Todo lo que nos ocurre es una oportunidad para vivir, siempre y cuando estemos dispuestos a comprender lo que nos sucede. El crecimiento y la maduración humana tiene un paradójico proceso: para que lo nuevo nazca, lo anterior debe morir. Éste es el proceso que vivió Iñigo de Loyola que lo llevo a convertirse en San Ignacio de Loyola.
Para que una nueva oportunidad surja, debemos pasar antes por la pérdida. Este es el misterio tan conocido de la muerte y resurrección. «Si el grano de trigo no cae en tierra y muere, queda solo; pero si muere, da mucho fruto» (Jn 12, 24). Aquella derrota en Pamplona no fue sino para el joven hidalgo el momento de caer en tierra y morir a sus vanos deseos de ganar honra para dar lugar a que lo auténtico y verdadero pudiera ver la luz.
Una experiencia, cualquiera sea, bien vivida es un potencial de vida increíble. No solamente nos hace más fuertes y más sabios, sino que además ayuda a quitarnos de encima lo que no nos pertenece. Tenemos muchos más mandatos externos, ideas fijas y creencias falaces, que convicciones propias.

_Extracto de datos_:

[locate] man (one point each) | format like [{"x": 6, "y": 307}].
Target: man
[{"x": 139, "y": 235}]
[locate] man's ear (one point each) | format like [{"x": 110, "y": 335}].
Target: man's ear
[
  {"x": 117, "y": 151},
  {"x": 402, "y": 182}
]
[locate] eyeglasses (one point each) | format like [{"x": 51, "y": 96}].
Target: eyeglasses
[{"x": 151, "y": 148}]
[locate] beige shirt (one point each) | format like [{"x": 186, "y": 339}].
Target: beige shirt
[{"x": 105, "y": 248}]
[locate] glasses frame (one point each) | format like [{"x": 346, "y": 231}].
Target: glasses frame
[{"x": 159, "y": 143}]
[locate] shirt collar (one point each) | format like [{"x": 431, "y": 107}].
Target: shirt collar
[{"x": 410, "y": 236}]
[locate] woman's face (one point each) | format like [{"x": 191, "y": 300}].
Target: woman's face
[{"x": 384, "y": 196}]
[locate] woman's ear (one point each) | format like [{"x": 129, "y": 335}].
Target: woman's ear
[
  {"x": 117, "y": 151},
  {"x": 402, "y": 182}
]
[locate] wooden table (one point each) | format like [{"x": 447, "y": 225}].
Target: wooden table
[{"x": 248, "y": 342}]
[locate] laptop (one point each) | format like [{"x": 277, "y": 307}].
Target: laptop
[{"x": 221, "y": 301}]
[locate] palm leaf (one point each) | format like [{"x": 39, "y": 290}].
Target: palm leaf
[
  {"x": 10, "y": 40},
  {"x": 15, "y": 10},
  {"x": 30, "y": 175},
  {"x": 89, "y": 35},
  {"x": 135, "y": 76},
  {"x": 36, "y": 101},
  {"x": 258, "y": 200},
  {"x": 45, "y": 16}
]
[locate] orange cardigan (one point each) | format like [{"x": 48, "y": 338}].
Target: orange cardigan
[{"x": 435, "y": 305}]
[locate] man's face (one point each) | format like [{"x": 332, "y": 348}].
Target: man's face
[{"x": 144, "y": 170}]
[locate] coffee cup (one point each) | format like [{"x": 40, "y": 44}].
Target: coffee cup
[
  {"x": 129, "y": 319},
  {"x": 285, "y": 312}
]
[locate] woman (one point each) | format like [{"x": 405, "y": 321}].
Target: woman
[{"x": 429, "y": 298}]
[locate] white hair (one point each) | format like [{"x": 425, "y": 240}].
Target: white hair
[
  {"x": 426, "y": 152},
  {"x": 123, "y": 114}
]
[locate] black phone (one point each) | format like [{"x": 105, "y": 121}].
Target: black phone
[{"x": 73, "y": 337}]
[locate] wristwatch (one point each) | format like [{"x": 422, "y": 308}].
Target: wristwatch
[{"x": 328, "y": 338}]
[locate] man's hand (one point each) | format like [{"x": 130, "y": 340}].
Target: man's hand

_Problema breve A_:
Responda, con base en el texto, a estas preguntas:
(i) ¿En quién se convirtió Iñigo de Loyola?
(ii) ¿En qué lugar sufrió el joven hidalgo su derrota?
(iii) ¿De qué tenemos muchos más que de convicciones propias?
_Problema breve B_:
Indique si cada afirmación concuerda con el texto y cite las palabras que lo deciden:
(i) Para que surja una nueva oportunidad, antes hay que pasar por la pérdida.
(ii) Una experiencia bien vivida nos vuelve más débiles.
(iii) Tenemos más convicciones propias que mandatos externos.
_Problema breve C_: Según el texto, ¿con qué fin fue la derrota en Pamplona el momento en que el joven hidalgo debía morir a sus vanos deseos de ganar honra? Explíquelo en una a tres oraciones.
Los registros no son necesarios para resolver nada de lo que aquí se plantea.

_Solución desarrollada A_:
(i) En San Ignacio de Loyola.
(ii) En Pamplona.
(iii) De mandatos externos, ideas fijas y creencias falaces.

_Solución desarrollada B_:
(i) Sí: "Para que una nueva oportunidad surja, debemos pasar antes por la pérdida."
(ii) No: "No solamente nos hace más fuertes y más sabios".
(iii) No: "Tenemos muchos más mandatos externos, ideas fijas y creencias falaces, que convicciones propias."

_Solución desarrollada C_: La derrota fue el momento de caer en tierra y morir a sus vanos deseos de ganar honra para dar lugar a que lo auténtico y verdadero pudiera ver la luz. Así se cumple el proceso que describe el texto: para que lo nuevo nazca, lo anterior debe morir.